[START Document excerpt]

8: Digital technologies impact official data and macroeconomic policy tools
- 1: Growth or “slowth”
- 2: Digital technology is transforming production and labour
- 3: Digital technology is transforming consumption
- 4: Digital technology is transforming trade
- 5: Digital technology is transforming the nature of ownership and expectations of value generation
- 6: Digital technologies impact financial market behaviours
- 7: Digital technology blurs the interpretive function of key macroeconomic indicators
- 8: Digital technologies impact official data and macroeconomic policy tools
Digital technologies impact official data and macroeconomic policy tools
Reliable data is essential to economic forecasting. Digital technologies are challenging the certainty previously found in official statistics and macroeconomic models. There is an increasing need to examine whether economic trends are being accurately described or forecasted.
The rapidly expanding global labour market driven by digital platforms requires better ways of measuring how the job market is evolving, and at what pace. Digital platforms are accelerating the unbundling of services and professional jobs into discrete tasks, changing the meaning of both employment and unemployment. A growing range of tasks within a vast skill spectrum can be performed from anywhere in the world. The relationship between the time spent looking for paid work and the time spent doing the work is also changing as competition increases. Algorithmic management may reduce transactional costs of finding paid work, but increases the irregularity of work and rate of pay. Bidding for tasks and contracts also blurs the line between employment and unemployment. Workers are paid in various ways, including direct deposit, cash, trades, or gift cards. Not all earnings appear in tax files.

[END Document excerpt]
[START Data]

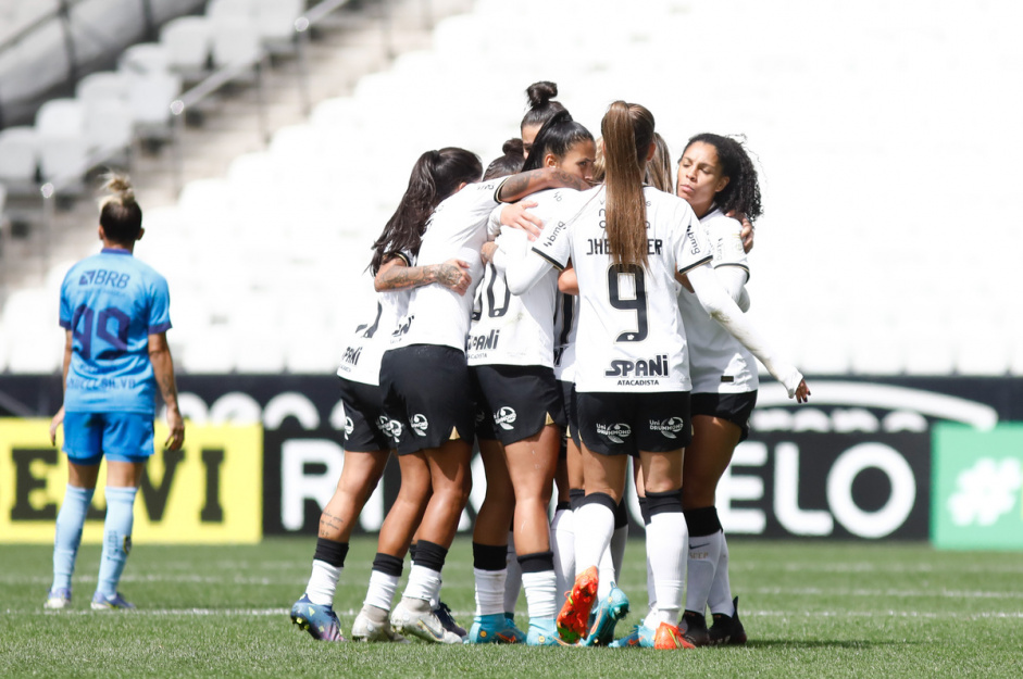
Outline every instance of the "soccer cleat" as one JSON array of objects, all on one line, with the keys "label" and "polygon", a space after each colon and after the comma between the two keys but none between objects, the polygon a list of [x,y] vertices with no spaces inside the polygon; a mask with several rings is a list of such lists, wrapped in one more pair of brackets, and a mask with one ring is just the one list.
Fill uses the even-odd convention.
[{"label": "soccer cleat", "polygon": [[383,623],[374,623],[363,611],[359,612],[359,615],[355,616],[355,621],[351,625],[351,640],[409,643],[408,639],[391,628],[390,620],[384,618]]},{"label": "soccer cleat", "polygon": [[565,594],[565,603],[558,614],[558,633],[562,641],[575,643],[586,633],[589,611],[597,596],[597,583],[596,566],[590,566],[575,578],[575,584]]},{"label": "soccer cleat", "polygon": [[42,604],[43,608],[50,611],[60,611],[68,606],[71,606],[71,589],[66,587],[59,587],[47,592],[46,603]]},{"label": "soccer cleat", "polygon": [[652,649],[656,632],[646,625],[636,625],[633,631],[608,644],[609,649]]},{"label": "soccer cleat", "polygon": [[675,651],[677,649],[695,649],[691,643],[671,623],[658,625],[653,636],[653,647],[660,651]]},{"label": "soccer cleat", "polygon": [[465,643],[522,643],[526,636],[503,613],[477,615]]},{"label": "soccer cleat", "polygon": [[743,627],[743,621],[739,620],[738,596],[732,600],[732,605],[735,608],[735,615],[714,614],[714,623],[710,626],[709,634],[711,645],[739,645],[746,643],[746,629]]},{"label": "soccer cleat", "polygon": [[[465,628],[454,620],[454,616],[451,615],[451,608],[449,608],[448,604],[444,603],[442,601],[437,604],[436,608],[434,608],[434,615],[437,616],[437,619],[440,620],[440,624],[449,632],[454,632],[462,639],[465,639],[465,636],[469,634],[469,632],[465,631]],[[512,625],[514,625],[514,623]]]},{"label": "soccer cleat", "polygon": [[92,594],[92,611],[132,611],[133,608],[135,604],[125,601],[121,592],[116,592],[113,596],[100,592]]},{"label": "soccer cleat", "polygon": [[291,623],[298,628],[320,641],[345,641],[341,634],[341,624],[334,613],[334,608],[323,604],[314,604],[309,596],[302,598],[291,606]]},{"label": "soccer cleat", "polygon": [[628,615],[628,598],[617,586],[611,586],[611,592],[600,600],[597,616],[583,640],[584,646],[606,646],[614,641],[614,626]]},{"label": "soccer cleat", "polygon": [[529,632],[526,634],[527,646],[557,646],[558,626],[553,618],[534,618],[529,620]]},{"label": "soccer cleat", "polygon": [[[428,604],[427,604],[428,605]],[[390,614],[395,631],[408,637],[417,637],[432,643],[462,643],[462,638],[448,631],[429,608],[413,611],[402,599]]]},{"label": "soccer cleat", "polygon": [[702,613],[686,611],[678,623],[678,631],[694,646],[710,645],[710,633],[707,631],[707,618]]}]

[END Data]

Exercise tasks –
a) Decide whether each statement below agrees with the piece on digital technologies and official data. For each, answer yes or no and quote the words from the piece that decide it.
(i) Algorithmic management lowers the irregularity of work.
(ii) Workers can be paid in gift cards.
(iii) All earnings appear in tax files.
b) Rename "official statistics" to "government statistics" in the piece on digital technologies and official data, and give back the passage starting at "- 2: Digital" and ending at "described or forecasted." with that change.

Expected responses –
a)
(i) No: "Algorithmic management may reduce transactional costs of finding paid work, but increases the irregularity of work and rate of pay."
(ii) Yes: "Workers are paid in various ways, including direct deposit, cash, trades, or gift cards."
(iii) No: "Not all earnings appear in tax files."

b)
- 2: Digital technology is transforming production and labour
- 3: Digital technology is transforming consumption
- 4: Digital technology is transforming trade
- 5: Digital technology is transforming the nature of ownership and expectations of value generation
- 6: Digital technologies impact financial market behaviours
- 7: Digital technology blurs the interpretive function of key macroeconomic indicators
- 8: Digital technologies impact official data and macroeconomic policy tools
Digital technologies impact official data and macroeconomic policy tools
Reliable data is essential to economic forecasting. Digital technologies are challenging the certainty previously found in government statistics and macroeconomic models. There is an increasing need to examine whether economic trends are being accurately described or forecasted.